**Set exercise:** Reproduce the lines word for word, starting at the line that contains "Target: green foliage" and ending at the last line, both included.

**Dataset:**
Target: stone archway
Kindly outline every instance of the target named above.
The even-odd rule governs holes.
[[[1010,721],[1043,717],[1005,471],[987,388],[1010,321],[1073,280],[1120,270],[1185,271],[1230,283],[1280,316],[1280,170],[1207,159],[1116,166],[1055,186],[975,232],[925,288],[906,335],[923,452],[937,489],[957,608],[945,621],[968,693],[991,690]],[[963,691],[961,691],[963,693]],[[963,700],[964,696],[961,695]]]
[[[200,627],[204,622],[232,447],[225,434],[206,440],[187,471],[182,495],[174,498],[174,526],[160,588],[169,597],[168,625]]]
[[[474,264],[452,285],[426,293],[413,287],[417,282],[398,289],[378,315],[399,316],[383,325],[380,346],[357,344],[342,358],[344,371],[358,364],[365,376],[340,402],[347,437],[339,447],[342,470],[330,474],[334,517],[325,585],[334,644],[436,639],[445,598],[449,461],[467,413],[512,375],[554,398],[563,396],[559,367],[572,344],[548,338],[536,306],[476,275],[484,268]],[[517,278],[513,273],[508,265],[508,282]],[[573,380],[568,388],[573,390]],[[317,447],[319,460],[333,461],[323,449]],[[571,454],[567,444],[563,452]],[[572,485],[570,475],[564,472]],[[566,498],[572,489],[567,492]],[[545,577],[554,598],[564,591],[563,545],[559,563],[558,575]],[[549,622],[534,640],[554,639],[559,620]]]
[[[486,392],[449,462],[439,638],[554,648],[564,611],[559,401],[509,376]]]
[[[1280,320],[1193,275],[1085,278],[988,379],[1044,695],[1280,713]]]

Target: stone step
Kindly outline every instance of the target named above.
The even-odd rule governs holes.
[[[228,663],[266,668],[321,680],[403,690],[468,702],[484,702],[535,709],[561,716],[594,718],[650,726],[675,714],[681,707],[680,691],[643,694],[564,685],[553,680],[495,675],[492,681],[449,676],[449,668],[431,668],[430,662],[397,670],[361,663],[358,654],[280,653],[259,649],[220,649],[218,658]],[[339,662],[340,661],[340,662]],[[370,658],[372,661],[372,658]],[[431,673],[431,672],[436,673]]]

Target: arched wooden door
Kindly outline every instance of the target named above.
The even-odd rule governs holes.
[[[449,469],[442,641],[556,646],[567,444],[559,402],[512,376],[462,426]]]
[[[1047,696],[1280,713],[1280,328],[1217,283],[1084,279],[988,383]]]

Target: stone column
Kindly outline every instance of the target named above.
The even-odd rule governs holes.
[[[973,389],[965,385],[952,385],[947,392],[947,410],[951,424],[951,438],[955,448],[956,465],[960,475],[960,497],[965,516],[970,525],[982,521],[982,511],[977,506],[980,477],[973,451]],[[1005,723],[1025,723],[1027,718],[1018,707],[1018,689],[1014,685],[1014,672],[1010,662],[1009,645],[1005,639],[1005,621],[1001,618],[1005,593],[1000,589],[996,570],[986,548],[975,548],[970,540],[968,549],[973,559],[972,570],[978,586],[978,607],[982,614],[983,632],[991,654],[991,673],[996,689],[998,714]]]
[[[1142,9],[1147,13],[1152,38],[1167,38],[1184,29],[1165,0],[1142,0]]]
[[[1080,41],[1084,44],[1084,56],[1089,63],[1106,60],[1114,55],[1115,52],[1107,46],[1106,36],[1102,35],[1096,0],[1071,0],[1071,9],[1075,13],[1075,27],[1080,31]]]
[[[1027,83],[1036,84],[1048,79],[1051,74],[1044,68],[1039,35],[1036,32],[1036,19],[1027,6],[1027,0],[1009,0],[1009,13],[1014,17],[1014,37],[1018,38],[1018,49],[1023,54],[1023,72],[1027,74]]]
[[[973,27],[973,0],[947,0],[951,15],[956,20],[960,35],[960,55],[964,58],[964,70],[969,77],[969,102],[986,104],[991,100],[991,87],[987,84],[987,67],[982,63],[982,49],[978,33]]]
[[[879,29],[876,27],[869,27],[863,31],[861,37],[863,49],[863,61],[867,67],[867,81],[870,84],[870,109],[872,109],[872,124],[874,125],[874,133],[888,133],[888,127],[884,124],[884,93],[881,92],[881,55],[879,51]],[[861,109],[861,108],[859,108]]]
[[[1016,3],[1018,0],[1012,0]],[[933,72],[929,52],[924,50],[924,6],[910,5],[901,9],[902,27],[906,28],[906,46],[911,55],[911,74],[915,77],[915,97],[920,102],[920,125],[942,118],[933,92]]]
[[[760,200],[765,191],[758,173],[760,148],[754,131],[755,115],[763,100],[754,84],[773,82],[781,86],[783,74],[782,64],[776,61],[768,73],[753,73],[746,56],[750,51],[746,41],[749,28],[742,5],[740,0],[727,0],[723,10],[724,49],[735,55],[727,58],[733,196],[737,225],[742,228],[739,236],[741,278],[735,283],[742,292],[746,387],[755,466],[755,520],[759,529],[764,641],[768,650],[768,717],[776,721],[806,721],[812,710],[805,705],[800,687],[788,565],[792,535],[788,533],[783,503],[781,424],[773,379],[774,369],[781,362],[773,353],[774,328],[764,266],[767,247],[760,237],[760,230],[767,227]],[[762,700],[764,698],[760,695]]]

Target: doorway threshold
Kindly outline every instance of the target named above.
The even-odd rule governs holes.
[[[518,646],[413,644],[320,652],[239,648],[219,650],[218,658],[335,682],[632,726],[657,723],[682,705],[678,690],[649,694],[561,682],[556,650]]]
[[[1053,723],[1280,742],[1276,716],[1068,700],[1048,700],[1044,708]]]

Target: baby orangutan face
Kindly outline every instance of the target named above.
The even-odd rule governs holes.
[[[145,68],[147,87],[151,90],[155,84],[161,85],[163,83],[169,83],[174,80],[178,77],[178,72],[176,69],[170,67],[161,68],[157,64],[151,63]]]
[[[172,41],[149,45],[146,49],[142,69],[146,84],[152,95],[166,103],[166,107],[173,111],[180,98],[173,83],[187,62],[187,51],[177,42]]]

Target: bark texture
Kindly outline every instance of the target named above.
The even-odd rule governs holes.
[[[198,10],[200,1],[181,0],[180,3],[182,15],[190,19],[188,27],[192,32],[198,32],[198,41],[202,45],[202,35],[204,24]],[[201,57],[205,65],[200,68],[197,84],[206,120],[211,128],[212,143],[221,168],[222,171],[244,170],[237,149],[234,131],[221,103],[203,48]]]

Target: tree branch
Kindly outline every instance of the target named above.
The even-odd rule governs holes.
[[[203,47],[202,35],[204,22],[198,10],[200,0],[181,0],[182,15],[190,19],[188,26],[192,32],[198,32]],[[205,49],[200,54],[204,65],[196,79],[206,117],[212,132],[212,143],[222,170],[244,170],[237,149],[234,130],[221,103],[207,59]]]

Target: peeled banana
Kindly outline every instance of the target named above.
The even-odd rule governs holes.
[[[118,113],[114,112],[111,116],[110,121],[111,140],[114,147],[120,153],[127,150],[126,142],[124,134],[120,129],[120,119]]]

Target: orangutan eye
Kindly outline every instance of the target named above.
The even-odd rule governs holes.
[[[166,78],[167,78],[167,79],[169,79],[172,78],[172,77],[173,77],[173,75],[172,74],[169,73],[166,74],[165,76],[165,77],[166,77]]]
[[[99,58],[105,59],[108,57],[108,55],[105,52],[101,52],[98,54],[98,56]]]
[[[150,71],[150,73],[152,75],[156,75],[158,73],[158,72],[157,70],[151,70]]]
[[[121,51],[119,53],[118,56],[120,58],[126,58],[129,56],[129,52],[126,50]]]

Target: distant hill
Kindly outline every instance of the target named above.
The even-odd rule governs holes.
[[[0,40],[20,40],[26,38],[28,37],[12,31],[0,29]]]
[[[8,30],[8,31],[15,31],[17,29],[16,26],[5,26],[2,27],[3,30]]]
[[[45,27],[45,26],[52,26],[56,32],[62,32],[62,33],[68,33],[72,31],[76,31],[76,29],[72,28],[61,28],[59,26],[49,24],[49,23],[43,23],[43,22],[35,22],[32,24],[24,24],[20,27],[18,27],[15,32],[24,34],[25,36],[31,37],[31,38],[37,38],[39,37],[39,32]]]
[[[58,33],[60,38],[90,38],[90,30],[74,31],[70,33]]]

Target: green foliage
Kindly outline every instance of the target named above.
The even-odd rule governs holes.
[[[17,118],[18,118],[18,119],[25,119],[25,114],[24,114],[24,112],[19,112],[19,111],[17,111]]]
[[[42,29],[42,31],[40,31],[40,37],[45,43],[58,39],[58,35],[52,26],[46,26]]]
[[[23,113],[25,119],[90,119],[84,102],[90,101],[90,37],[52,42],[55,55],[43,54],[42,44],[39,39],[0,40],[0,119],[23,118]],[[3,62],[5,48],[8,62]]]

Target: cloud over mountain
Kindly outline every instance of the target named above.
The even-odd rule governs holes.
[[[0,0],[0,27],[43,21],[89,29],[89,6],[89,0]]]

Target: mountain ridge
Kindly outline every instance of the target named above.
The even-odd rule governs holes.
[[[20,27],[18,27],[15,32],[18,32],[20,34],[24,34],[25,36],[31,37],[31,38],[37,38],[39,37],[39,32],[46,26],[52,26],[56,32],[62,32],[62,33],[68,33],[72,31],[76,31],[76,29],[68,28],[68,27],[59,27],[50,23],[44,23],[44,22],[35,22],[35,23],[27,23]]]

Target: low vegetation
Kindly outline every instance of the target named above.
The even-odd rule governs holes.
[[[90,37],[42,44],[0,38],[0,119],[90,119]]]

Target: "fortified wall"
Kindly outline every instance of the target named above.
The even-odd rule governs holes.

**Exercise result:**
Target: green foliage
Kindly outline every instance of the target named above.
The even-odd rule governs holes.
[[[17,118],[18,118],[18,119],[25,119],[25,114],[24,114],[24,112],[19,112],[19,111],[17,111]]]
[[[42,29],[42,31],[40,31],[40,37],[45,43],[58,39],[58,35],[52,26],[46,26]]]
[[[23,113],[25,119],[90,119],[84,102],[90,101],[90,37],[52,42],[55,55],[43,54],[42,44],[39,39],[0,40],[0,119],[23,118]],[[3,62],[5,48],[8,62]]]

Target: cloud over mountain
Kindly outline every instance of the target named above.
The even-odd rule governs holes.
[[[0,0],[0,27],[43,21],[89,29],[89,6],[89,0]]]

Target: mountain ridge
Kindly outline every instance of the target named above.
The even-odd rule governs holes.
[[[20,27],[18,27],[15,32],[18,32],[20,34],[24,34],[25,36],[31,37],[31,38],[37,38],[39,37],[39,32],[46,26],[52,26],[56,32],[62,32],[62,33],[68,33],[72,31],[76,31],[76,29],[68,28],[68,27],[59,27],[50,23],[44,23],[44,22],[35,22],[35,23],[27,23]]]

Target: low vegetation
Kindly outline every instance of the target named above.
The even-odd rule governs holes.
[[[90,37],[42,44],[0,38],[0,119],[90,119]]]

Target: "fortified wall"
Kindly outline every instance of the target named above.
The even-odd rule governs holes.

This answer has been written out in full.